If Ambrym is the main place for magic than Malekula is indeed the one fears the most from it. Generally speaking I think the kastom rules kept the strictest here compared to all other islands (not counting the actual kastom villages of course). This was the first place where I was actually taking off the tusk from my arm as I felt people getting confused why I have something alike while on the other islands it was not a problem to any level at all. Also north Malekula was the place for the only murder of Vanuatu during the last years (maybe even a decade, hard to find proper historical data about it online)  where they publicly hanged two individuals in suspicion of doing black magic. Knowing how peaceful, friendly and good willing are the people of Vanuatu it is easy to sea the level of fear from magic when it is leading to events like this. Although the main characters among the hanging are now in jail (the chief, his brother and the local priest!!!) As far as I know the government is actively discussing the possibility that someone could be sent to prison in suspicion of witch-craft. Which could sound strange for a westerner, but describes perfectly how strong this beliefs are here.

For me it represents the sense of freedom and a chance that at least one country dear to be unique while all the others biggest problems are how to join more “unions” or how to be even more similar to each other.

Provided material:
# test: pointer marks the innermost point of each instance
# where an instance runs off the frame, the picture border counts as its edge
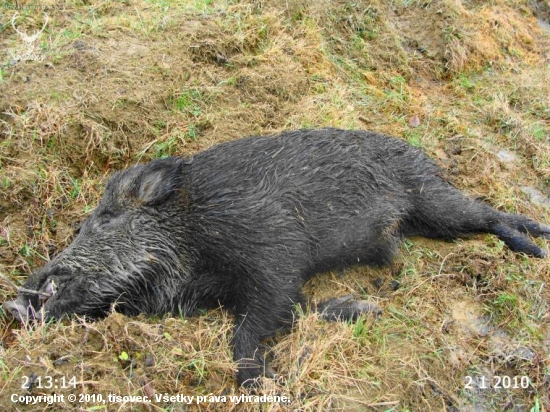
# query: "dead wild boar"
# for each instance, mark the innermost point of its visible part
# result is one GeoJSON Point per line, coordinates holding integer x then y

Goal 1: According to the passage about Malekula, who among the main characters in the hanging are now in jail?
Goal 2: Carry the passage about magic and kastom on Malekula forward from its last sentence.
The lines play no part in any of this.

Exercise result 1: The chief, his brother and the local priest.

Exercise result 2:
The next day I was lucky enough to see the most famous traditional dance group in action. If there is a diplomatic delegation coming they are the one being called but they also perform at magic ceremonies, weddings, village events, tourist shows, sometimes 3-5 times a week. Although they do not come from kastom villages, nor they wear grass skirts in everyday life, they all consider maintaining their traditions as an upmost important thing and even the most conservative kastom-chiefs recognizing them as genuine as they can be and they are even allowed to perform the most sacred magic dances and songs. It was really fantastic to see. Not just because it is interesting but also to experience how they make extra effort to involve the kids as well, so their culture will not disappear and also to see how much they actually enjoy the event.

I could feel how they love what they are doing and how much they are proud of it. They do not consider themselves as a folk group, rather a movement to make sure their unique culture stays alive and active. I was really fortunate to met Stephano who followed me everywhere for a few days and explained me everything I needed to know and more. Again, this few days will stay with me for my whole life, I will never forget the smiles, or the proud calmness (i can not find a better word) on Stephano’s father’s face when he showed me his freedom fighter uniform during the celebration.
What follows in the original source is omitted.